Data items
____

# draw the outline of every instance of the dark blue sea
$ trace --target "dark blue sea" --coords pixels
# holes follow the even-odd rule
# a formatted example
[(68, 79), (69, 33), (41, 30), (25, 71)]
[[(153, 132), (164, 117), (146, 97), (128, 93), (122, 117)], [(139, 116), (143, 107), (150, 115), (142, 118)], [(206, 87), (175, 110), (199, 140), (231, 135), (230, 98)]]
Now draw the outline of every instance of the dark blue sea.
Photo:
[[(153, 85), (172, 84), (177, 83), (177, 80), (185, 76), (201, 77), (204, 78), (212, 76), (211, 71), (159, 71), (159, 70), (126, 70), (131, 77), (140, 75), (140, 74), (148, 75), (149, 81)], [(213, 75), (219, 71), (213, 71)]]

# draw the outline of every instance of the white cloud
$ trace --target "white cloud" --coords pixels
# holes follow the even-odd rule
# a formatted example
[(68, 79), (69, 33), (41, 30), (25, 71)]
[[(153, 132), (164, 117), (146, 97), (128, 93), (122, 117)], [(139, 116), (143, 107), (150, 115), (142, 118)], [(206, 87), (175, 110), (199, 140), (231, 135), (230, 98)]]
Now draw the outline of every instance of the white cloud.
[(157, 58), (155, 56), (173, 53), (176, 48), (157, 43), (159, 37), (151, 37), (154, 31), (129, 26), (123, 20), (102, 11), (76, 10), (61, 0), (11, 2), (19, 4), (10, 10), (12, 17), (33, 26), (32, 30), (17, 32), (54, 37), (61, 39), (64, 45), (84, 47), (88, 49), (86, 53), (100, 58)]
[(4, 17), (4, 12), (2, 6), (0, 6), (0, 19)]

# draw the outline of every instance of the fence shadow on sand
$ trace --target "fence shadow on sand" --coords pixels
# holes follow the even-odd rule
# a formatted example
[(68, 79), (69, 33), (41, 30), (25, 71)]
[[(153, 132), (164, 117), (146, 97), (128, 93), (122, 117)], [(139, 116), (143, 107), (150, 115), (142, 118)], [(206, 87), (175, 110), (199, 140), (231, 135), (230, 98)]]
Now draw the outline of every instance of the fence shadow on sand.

____

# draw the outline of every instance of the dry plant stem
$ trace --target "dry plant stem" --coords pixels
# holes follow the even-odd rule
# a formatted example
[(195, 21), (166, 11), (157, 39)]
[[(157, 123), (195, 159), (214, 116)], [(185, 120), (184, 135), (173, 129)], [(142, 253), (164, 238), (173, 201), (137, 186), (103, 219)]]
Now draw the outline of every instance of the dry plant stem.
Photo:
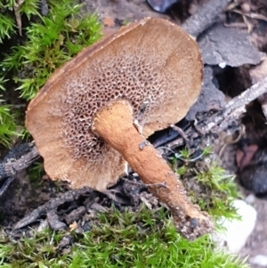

____

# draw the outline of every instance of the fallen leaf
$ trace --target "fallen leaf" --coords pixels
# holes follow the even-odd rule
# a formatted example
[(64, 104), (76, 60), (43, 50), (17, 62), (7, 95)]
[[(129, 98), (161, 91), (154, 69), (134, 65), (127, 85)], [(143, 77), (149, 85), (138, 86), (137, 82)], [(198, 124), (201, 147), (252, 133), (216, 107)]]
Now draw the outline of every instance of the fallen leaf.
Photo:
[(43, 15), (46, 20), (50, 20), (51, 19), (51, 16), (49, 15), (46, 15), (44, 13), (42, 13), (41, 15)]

____

WHAT NEEDS TO BE DONE. Edit the lines from the one containing "# draw the outline of every instance of the dry" through the one containing "[(195, 21), (166, 11), (157, 39)]", inclusive, so that "dry plant stem" becomes "withered plant stem" and nothing else changes. Return only those lines.

THE ANSWER.
# draw the outline of every instance of the withered plant stem
$ trace --target "withered plant stem" --coords pixels
# holes follow the even-odd rule
# a formatted example
[(195, 21), (166, 11), (157, 39)]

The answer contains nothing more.